▶ **Exercise objective**: Copy out the line that contains "of the snow-capped" and the lines after it through the final one in the entries below, exactly, with no other lines.

^^^^

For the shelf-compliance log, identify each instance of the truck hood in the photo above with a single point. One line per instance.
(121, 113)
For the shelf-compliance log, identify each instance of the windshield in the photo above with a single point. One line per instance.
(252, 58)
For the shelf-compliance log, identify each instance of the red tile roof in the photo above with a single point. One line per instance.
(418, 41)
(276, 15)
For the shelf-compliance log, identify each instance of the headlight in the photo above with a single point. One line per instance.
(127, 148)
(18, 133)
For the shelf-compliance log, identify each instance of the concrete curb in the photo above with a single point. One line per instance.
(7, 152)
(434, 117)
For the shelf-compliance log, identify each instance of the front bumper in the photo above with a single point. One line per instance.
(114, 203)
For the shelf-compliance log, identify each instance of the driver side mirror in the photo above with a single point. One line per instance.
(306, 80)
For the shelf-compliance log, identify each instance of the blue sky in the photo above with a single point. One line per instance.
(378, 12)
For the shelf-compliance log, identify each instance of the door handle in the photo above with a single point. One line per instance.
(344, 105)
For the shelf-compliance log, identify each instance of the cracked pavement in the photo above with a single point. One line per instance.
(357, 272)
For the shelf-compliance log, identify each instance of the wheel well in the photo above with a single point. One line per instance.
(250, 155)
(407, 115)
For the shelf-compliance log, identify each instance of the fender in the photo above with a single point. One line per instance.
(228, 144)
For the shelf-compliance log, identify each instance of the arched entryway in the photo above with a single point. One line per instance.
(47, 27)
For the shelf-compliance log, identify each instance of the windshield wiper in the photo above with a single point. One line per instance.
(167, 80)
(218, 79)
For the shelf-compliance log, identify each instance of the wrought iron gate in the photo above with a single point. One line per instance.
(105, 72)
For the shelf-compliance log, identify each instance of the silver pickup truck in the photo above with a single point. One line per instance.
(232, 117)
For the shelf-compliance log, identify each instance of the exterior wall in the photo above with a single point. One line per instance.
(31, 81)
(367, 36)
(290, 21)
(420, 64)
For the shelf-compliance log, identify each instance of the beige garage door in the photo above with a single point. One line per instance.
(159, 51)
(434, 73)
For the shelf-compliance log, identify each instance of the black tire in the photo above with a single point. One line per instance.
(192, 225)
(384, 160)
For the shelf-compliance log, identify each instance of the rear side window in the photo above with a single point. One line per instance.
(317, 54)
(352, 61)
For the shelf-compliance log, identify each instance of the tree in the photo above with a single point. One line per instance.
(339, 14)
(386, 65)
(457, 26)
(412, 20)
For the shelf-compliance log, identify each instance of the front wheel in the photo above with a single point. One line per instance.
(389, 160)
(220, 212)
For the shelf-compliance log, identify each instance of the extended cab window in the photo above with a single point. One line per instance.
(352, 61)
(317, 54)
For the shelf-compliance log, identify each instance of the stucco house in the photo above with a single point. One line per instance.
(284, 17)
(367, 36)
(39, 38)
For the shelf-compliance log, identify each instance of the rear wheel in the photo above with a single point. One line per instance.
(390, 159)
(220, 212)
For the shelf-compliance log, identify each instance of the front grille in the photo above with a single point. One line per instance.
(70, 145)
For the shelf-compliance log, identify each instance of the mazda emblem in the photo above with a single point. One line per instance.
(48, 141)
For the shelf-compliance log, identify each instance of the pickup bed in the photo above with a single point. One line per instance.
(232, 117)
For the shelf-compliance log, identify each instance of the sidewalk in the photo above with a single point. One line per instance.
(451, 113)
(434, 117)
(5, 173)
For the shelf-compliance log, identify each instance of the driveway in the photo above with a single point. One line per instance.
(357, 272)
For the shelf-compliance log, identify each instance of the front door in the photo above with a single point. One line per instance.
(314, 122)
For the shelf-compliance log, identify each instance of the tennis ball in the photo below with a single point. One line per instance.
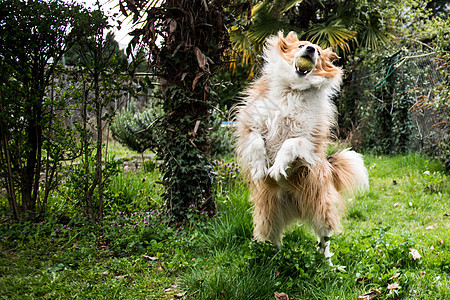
(304, 64)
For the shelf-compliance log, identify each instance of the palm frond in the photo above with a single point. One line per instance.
(331, 35)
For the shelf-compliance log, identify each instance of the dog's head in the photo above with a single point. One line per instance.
(300, 61)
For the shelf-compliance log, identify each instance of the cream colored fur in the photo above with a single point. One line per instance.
(283, 126)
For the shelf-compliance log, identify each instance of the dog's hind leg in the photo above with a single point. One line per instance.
(267, 214)
(327, 219)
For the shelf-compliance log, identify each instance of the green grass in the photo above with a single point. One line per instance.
(138, 255)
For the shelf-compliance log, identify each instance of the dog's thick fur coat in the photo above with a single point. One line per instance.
(283, 129)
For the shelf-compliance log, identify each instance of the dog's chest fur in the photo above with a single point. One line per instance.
(291, 114)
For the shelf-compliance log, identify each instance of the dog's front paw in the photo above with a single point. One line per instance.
(278, 170)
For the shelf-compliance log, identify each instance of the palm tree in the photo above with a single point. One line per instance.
(186, 39)
(342, 25)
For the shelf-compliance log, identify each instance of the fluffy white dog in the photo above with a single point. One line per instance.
(283, 129)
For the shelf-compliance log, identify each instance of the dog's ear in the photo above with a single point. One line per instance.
(282, 44)
(328, 53)
(292, 37)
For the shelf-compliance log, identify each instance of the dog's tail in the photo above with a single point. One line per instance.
(349, 173)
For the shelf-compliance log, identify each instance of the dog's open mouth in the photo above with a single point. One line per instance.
(304, 65)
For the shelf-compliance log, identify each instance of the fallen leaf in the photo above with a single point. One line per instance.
(394, 277)
(281, 296)
(415, 254)
(152, 258)
(180, 295)
(393, 286)
(367, 296)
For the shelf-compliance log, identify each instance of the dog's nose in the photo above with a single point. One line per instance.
(310, 49)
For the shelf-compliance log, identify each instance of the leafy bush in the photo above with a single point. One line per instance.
(133, 128)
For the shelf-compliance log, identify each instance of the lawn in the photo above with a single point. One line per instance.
(394, 244)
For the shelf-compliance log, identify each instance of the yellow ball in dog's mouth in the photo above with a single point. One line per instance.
(304, 64)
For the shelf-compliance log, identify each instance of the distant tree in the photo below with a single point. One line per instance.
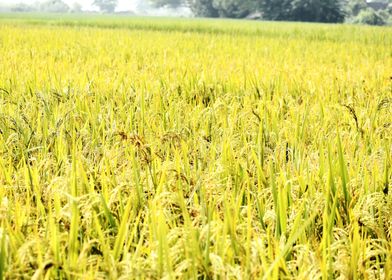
(275, 9)
(106, 6)
(54, 6)
(234, 8)
(203, 8)
(168, 3)
(303, 10)
(371, 17)
(317, 10)
(76, 8)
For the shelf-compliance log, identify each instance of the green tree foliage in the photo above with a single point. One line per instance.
(303, 10)
(106, 6)
(371, 17)
(203, 8)
(169, 3)
(234, 8)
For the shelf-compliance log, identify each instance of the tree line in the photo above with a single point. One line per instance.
(376, 12)
(333, 11)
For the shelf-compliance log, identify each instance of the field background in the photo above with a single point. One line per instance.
(160, 148)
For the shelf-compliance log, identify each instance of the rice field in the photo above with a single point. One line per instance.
(137, 148)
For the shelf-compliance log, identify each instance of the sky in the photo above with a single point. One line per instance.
(123, 5)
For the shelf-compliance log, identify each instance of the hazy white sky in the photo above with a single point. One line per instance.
(122, 4)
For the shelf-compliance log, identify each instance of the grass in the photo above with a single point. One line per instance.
(135, 148)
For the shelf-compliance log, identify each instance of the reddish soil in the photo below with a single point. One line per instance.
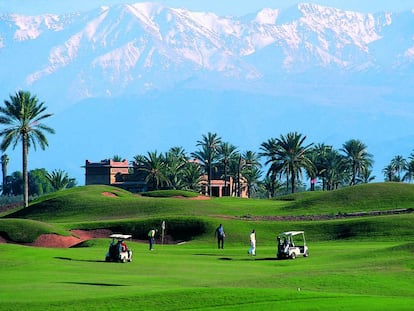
(78, 236)
(200, 197)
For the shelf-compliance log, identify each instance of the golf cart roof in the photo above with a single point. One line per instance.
(291, 233)
(120, 236)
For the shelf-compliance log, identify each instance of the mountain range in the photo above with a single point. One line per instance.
(330, 73)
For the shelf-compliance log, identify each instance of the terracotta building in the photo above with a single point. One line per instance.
(122, 175)
(113, 173)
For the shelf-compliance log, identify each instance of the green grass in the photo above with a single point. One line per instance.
(355, 263)
(197, 276)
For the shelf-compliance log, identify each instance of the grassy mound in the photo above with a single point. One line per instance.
(365, 197)
(169, 194)
(12, 229)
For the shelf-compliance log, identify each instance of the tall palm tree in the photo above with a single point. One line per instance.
(409, 175)
(227, 153)
(291, 156)
(399, 164)
(58, 179)
(192, 177)
(208, 155)
(356, 157)
(4, 162)
(250, 170)
(271, 185)
(389, 173)
(153, 165)
(22, 116)
(365, 177)
(175, 160)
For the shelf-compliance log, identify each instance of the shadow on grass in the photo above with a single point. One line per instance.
(250, 258)
(83, 260)
(93, 284)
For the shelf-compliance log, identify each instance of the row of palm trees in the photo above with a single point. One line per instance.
(288, 159)
(177, 170)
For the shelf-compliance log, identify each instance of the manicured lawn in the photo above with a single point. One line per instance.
(195, 275)
(355, 263)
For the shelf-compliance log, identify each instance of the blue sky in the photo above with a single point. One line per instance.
(221, 7)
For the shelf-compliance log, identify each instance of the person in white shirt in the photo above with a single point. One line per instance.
(252, 250)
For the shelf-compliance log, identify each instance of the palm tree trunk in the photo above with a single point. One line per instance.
(25, 172)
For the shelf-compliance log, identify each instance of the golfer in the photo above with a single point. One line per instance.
(252, 250)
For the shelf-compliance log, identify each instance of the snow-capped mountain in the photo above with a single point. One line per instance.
(133, 49)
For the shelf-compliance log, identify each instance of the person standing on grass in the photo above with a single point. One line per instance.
(151, 237)
(252, 250)
(220, 236)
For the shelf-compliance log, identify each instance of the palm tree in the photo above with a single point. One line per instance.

^^^^

▶ **Result**:
For the shelf-compliance log, identify each instance of the snow-capped mountain in the photo above with a single point. One line per instance.
(133, 49)
For the shelf-compliance log, identify each instance of the person standing on grass in the photo above with a single point. One line per instance.
(151, 237)
(252, 250)
(220, 236)
For the shelf-compliance log, identify each instance of the palm tree in the photo above with a single point. One line per instance.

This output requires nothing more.